## Task prompt
Update the data between the lines containing "Put a dot on each instance of the man's ear" and "(1041, 531)", inclusive, substituting "Place a dot on" for each occurrence of "Put a dot on" and leaving all else unchanged. Return only those lines.

## Material for this task

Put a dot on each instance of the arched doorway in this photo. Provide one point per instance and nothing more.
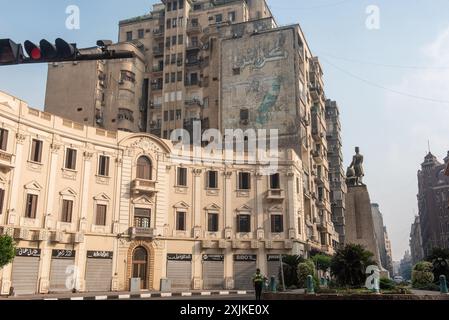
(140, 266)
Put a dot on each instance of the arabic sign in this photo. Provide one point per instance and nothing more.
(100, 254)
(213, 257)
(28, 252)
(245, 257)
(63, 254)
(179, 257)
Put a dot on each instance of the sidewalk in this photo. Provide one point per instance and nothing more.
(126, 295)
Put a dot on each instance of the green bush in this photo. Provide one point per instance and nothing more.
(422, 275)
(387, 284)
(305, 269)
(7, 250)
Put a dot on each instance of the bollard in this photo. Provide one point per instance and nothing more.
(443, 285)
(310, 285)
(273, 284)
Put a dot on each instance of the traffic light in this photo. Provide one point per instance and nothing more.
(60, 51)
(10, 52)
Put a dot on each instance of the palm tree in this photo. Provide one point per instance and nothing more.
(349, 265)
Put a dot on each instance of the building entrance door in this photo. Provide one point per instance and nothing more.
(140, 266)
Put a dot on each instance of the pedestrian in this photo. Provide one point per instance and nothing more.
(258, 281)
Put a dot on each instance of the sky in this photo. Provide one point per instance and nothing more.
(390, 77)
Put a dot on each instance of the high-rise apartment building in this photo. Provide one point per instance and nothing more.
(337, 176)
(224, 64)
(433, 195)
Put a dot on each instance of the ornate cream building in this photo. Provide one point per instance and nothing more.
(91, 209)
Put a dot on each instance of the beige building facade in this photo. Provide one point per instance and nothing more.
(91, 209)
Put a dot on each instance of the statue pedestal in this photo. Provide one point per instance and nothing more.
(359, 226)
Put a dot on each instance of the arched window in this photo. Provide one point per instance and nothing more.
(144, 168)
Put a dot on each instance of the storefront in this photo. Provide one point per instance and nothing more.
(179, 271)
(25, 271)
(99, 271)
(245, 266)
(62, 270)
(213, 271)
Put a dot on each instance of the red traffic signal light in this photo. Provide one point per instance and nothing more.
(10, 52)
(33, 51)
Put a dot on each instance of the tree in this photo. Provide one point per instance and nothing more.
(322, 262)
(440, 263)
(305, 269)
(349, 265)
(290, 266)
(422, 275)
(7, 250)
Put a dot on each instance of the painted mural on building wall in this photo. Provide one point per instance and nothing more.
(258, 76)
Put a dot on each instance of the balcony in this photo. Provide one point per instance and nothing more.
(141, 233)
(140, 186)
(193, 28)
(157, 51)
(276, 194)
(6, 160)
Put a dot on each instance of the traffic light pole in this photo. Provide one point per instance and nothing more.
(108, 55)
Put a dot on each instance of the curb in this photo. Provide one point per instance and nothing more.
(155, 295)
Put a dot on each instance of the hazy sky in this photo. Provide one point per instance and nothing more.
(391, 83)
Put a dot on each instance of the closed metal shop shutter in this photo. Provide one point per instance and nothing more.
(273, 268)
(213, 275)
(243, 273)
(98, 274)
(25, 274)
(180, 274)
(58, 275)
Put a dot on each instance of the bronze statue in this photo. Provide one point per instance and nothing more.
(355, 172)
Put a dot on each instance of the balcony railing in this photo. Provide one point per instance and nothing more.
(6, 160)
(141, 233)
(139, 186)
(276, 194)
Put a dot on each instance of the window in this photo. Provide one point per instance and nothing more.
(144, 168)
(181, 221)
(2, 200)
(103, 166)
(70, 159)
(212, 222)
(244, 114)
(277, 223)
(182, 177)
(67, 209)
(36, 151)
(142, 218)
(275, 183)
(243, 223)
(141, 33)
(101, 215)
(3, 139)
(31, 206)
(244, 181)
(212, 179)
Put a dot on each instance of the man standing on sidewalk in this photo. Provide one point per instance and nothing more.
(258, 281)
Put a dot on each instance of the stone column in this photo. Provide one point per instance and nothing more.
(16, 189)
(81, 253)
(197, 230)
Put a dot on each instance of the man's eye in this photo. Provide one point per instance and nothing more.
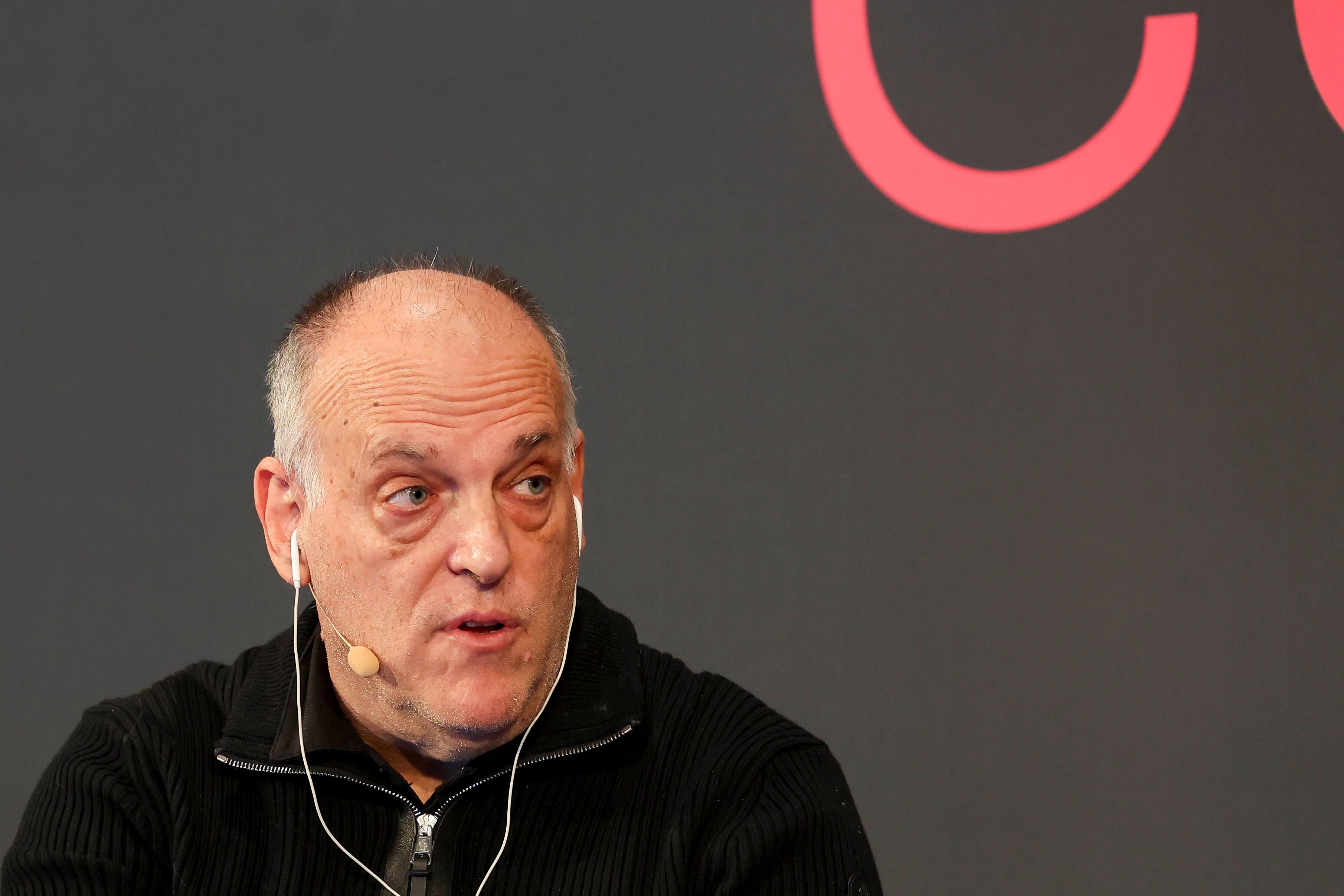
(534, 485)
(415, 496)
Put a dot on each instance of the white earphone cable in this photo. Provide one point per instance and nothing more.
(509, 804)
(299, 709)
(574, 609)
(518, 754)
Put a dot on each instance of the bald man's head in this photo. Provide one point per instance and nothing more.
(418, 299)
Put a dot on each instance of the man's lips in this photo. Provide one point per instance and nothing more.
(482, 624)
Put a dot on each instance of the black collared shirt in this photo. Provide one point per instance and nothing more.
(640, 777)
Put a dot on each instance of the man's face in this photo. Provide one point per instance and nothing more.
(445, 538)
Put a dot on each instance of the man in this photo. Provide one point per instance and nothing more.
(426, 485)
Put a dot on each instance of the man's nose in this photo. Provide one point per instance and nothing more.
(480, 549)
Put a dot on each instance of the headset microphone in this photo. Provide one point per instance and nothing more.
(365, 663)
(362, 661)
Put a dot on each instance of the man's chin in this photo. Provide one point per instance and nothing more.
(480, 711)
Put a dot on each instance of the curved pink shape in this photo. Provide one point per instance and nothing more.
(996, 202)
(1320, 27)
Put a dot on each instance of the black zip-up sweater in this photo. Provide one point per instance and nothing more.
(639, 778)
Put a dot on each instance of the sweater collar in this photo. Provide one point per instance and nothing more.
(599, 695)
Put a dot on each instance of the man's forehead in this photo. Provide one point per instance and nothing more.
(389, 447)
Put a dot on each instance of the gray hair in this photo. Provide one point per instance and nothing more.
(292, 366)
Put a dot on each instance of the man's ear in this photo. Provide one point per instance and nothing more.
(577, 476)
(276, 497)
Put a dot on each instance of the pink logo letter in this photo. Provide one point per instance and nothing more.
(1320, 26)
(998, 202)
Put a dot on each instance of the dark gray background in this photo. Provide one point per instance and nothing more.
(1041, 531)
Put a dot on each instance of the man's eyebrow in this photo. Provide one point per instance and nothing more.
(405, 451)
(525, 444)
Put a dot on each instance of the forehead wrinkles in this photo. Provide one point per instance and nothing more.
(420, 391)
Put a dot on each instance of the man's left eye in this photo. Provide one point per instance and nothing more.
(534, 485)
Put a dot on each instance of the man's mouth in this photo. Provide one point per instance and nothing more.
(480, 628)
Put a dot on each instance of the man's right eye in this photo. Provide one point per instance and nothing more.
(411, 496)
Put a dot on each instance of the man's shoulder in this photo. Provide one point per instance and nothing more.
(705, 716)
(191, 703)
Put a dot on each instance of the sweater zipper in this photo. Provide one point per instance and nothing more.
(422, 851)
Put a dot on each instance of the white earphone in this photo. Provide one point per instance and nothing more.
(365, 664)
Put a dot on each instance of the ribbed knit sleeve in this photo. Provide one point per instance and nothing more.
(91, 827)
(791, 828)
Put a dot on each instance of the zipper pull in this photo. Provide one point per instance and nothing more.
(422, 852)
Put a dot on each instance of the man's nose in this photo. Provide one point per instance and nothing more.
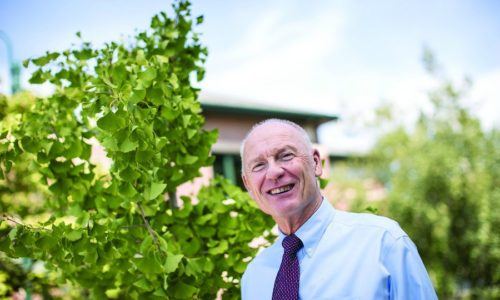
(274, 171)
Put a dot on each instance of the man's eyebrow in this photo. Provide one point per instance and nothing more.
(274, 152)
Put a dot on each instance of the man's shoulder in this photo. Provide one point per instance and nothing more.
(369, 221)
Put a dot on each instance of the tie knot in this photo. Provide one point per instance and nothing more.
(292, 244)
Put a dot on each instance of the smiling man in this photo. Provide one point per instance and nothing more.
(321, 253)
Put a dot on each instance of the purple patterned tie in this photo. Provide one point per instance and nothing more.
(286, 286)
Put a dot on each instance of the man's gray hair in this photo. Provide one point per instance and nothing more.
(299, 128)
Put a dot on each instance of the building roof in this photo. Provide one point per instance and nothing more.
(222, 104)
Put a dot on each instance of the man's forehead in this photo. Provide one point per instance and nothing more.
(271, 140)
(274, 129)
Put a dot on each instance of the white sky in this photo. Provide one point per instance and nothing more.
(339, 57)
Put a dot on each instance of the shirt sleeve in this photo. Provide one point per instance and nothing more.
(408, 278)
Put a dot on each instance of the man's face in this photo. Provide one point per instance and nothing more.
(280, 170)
...
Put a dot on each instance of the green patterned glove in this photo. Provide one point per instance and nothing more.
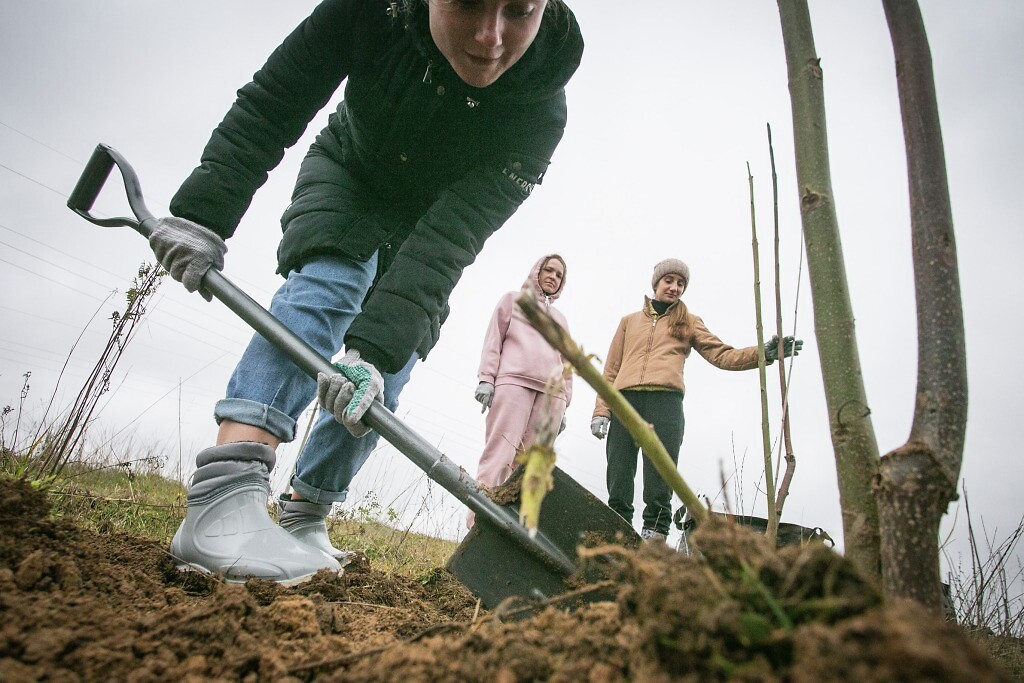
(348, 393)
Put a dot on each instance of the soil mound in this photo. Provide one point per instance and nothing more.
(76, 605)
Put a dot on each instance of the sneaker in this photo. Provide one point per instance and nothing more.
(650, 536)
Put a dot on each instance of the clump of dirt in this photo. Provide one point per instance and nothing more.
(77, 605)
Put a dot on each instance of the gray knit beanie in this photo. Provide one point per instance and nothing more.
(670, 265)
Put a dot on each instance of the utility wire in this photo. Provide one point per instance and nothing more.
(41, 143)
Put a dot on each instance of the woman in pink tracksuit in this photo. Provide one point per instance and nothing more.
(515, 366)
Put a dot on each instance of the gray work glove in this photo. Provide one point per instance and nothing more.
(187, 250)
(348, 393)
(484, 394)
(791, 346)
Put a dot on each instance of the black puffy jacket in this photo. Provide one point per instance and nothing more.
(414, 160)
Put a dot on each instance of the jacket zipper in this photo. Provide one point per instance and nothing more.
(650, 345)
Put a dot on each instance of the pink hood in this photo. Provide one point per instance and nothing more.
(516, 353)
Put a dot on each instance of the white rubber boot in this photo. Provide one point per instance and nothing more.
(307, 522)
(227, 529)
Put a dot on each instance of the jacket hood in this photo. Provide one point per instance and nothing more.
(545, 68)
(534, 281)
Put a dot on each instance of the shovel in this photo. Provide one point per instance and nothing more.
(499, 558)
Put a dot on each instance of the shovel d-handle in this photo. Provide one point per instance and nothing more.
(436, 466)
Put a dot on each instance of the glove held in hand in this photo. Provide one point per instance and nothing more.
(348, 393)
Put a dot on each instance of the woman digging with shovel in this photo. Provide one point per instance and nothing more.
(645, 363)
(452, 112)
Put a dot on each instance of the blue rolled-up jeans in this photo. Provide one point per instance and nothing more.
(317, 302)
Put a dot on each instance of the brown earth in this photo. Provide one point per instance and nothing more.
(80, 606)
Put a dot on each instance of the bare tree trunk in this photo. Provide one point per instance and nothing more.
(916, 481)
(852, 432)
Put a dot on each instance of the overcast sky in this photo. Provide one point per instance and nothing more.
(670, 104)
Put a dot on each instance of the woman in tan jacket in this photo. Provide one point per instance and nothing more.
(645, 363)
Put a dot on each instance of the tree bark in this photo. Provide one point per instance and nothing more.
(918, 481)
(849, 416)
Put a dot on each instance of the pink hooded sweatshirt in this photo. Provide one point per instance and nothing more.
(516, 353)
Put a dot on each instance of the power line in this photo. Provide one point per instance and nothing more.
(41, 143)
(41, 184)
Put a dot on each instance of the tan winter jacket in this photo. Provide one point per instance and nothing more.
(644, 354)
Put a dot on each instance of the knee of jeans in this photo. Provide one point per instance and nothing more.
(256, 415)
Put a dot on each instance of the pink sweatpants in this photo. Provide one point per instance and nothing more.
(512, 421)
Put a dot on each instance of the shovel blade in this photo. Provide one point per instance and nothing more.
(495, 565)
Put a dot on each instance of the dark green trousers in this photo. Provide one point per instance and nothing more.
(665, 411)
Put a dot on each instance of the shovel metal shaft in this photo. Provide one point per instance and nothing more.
==
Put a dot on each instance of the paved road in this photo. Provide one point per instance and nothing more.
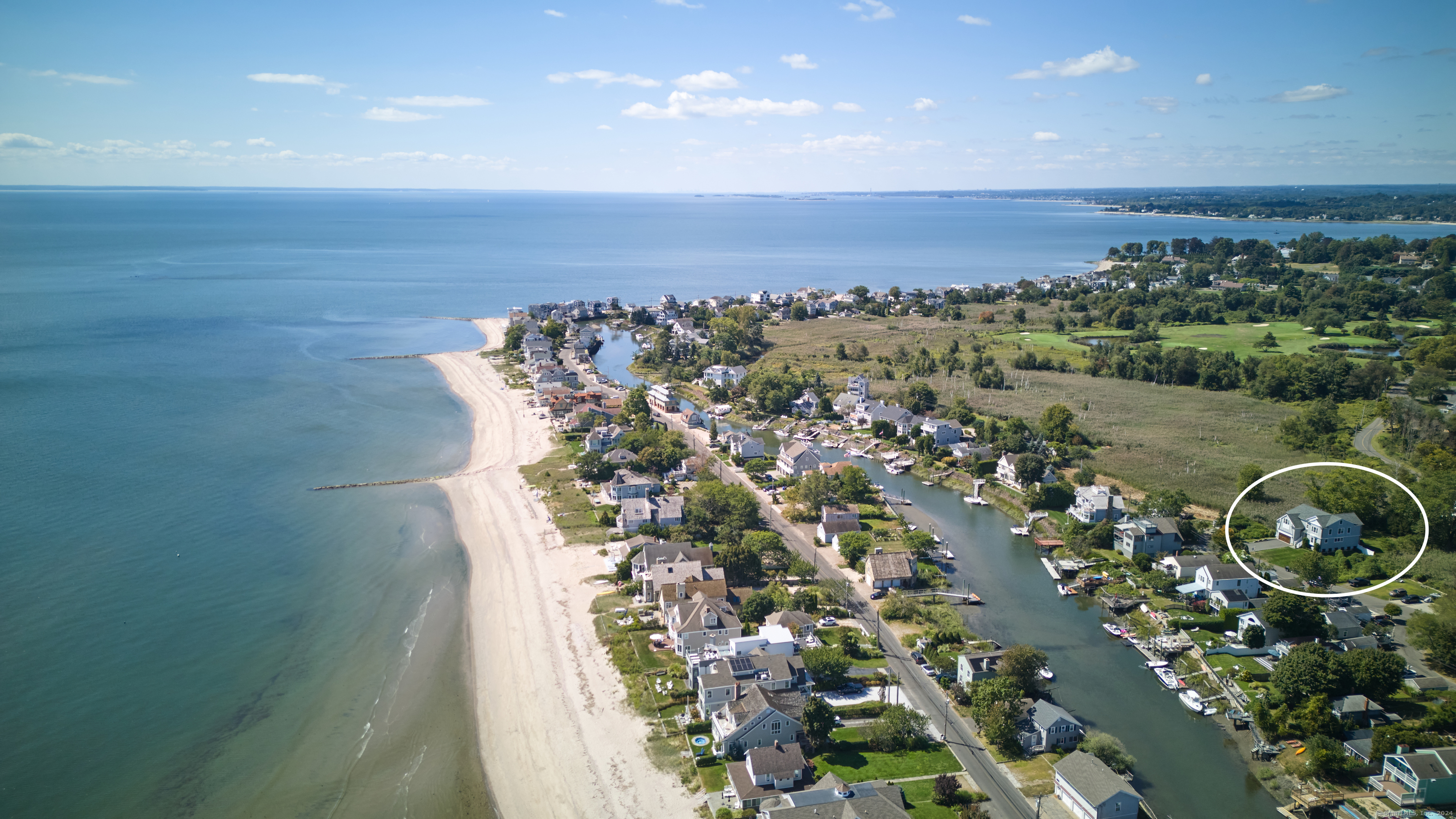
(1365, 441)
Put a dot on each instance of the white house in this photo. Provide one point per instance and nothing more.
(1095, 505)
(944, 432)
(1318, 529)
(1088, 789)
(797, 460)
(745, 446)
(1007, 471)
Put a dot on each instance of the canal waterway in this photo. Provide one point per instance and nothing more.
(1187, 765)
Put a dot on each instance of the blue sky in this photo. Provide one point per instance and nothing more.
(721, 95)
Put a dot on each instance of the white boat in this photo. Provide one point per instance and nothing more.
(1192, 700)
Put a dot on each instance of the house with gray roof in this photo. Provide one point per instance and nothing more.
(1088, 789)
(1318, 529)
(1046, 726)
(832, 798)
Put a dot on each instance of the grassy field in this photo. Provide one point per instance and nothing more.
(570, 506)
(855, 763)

## Written solution
Place a dot on each instance of the man's ear in this photo. Provide one point per instance and nothing more.
(577, 476)
(276, 497)
Place a dot on each instance of the pink logo letter in this photo. Provide one point per instance and nothing more.
(1320, 26)
(998, 202)
Place a dot on each instance of the dark gray background in this photo. Provide one point per instance and nothing more.
(1041, 531)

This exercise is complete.